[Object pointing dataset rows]
╔══
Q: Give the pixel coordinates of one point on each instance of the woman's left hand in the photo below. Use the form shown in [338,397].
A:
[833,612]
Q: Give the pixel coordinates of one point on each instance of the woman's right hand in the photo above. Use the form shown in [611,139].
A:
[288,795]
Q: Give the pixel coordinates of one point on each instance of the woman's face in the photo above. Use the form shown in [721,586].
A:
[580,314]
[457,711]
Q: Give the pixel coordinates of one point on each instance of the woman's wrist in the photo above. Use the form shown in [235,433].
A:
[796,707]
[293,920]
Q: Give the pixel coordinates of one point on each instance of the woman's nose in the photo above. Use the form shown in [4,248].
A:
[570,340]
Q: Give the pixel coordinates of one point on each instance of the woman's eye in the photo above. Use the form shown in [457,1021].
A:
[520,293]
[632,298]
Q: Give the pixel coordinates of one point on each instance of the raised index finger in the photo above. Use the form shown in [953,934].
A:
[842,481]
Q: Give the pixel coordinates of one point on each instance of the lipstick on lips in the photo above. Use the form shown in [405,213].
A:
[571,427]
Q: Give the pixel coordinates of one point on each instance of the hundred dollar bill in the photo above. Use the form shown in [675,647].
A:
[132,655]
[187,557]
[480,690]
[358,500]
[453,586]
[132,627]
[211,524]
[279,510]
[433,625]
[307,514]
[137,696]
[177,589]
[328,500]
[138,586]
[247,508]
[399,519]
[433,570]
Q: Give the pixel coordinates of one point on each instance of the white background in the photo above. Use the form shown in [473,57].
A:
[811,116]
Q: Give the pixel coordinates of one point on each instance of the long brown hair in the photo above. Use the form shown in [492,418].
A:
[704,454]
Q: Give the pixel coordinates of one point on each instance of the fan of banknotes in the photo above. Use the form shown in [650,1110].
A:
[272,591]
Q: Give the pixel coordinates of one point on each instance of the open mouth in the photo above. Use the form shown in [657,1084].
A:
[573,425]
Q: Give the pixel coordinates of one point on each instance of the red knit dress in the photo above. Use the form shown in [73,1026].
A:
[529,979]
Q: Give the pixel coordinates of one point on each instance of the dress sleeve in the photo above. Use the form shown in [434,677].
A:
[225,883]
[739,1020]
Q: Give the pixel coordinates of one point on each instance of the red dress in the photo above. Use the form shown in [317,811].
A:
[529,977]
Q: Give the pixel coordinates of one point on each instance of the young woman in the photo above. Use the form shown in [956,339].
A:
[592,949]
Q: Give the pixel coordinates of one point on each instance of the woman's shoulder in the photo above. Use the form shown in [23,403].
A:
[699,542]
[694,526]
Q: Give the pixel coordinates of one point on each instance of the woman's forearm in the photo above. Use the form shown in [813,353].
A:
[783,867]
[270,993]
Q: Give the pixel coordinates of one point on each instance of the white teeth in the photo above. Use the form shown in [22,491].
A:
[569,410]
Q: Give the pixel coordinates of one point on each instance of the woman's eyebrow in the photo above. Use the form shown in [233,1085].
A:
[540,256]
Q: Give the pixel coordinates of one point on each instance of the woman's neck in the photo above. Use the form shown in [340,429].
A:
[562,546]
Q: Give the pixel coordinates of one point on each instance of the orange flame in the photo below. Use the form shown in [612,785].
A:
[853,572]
╚══
__Challenge__. Write out only what runs from the line holding "shown in [813,353]." through the last line of the records, exactly as shown.

__Expected answer__.
Q: Give the pixel coordinates of one point on each instance of the woman's forearm in the photo above. Use the form shown in [813,353].
A:
[783,867]
[270,993]
Q: Give the pixel coordinates of one point on each instance of the white teeth in the photo above. Use the form shown in [22,491].
A:
[569,410]
Q: Give the pixel coordinates of one point on each instance of the woman's eyebrow in the photo above. Use the form shown in [233,1085].
A:
[540,256]
Q: Give the pixel coordinates of one point on each instance of the woman's neck in the photo above. Use the form shown in [340,429].
A:
[562,546]
Q: Give the pixel coordinates of one point on each instance of the orange flame in the photo below. Use the form shown in [612,785].
A:
[853,572]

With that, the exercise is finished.